## Data to use

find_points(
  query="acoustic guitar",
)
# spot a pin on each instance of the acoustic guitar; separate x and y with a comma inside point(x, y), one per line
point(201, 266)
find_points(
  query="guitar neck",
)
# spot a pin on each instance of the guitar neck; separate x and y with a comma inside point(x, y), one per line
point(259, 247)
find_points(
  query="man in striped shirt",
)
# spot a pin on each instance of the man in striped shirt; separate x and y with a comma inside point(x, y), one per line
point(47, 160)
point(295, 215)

## Instructions to follow
The expected answer is a word-for-word copy of every line from the one that contains "# spot a pin on each instance of the man" through the final line of the material.

## Answer section
# spot a pin on each instance of the man in striped shirt; separate x and y with a comma inside point(x, y), one per line
point(47, 160)
point(295, 215)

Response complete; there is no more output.